═════ MATERIAL SUPPLIED ═════

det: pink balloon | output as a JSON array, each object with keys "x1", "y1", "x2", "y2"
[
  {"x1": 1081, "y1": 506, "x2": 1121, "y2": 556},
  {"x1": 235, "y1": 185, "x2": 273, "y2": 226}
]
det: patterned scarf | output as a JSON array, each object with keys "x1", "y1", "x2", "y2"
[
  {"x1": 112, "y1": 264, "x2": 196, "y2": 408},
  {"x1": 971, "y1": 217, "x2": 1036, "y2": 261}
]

═════

> PROBLEM TO WORK ON
Return the full data, every line of it, with nothing altered.

> WRITTEN ANSWER
det: pink balloon | output as a JSON array, each object with keys "x1", "y1", "x2", "y2"
[
  {"x1": 1081, "y1": 506, "x2": 1121, "y2": 556},
  {"x1": 235, "y1": 185, "x2": 273, "y2": 226}
]
det: patterned scarf | output as a JSON array, each object with keys "x1", "y1", "x2", "y2"
[
  {"x1": 112, "y1": 264, "x2": 196, "y2": 408},
  {"x1": 971, "y1": 217, "x2": 1036, "y2": 261}
]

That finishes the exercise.